WRITTEN PROBLEM
Can you reproduce the full forum thread below about the X-Men Wolverine setup not running, word for word?

GIVEN TEXT

====

# X-Men Wolverine - Setup not running



## prsnthjim (Feb 3, 2015)

Hi,

Today i tried to install X-Men Origins Wolverine. When i start the autorun, i got a screen with the options Install, Extras etc. When i click on install, the setup does not run at all... A screen just flashes n number of times with the title Microsoft .NET Framework... My computer is Dell Inspiron 15R-5521 with Win 8.1, i3 processor, 4 GB RAM, 500GB HDD and 1GB Graphics memory... Please help!!!


----------



## Masterchiefxx17 (Feb 27, 2010)

Hi and Welcome to TSF!

Where are you installing the game from?

Do you have the .NET Framework installed?


----------



## prsnthjim (Feb 3, 2015)

Hi Masterchief...

I have the .NET framework already istalled... I install the game from my HDD (Downloaded version)

====

RECORDED DATA

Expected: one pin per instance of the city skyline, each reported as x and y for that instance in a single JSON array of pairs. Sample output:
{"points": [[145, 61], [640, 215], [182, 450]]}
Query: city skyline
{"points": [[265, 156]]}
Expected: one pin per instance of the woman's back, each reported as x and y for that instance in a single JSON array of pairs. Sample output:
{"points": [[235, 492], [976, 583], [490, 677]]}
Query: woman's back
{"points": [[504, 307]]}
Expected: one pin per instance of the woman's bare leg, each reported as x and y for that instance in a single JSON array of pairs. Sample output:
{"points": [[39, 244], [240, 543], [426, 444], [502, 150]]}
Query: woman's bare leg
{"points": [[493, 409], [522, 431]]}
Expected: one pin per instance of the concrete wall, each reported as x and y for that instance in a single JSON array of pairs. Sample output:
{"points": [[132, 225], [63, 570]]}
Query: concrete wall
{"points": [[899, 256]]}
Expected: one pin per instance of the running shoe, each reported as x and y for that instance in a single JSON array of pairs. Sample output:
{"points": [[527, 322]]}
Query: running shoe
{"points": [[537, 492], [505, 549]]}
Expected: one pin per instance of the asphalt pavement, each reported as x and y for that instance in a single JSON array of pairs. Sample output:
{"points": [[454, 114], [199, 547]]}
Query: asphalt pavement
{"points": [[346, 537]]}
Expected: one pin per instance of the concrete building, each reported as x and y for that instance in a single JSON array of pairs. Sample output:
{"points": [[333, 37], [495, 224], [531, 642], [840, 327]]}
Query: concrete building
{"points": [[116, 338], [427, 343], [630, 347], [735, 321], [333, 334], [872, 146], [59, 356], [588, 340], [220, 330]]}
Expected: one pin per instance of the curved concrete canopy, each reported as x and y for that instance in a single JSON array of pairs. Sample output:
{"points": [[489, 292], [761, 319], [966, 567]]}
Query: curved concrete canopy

====

RESULT FOR THIS EXERCISE
# X-Men Wolverine - Setup not running



## prsnthjim (Feb 3, 2015)

Hi,

Today i tried to install X-Men Origins Wolverine. When i start the autorun, i got a screen with the options Install, Extras etc. When i click on install, the setup does not run at all... A screen just flashes n number of times with the title Microsoft .NET Framework... My computer is Dell Inspiron 15R-5521 with Win 8.1, i3 processor, 4 GB RAM, 500GB HDD and 1GB Graphics memory... Please help!!!


----------



## Masterchiefxx17 (Feb 27, 2010)

Hi and Welcome to TSF!

Where are you installing the game from?

Do you have the .NET Framework installed?


----------



## prsnthjim (Feb 3, 2015)

Hi Masterchief...

I have the .NET framework already istalled... I install the game from my HDD (Downloaded version)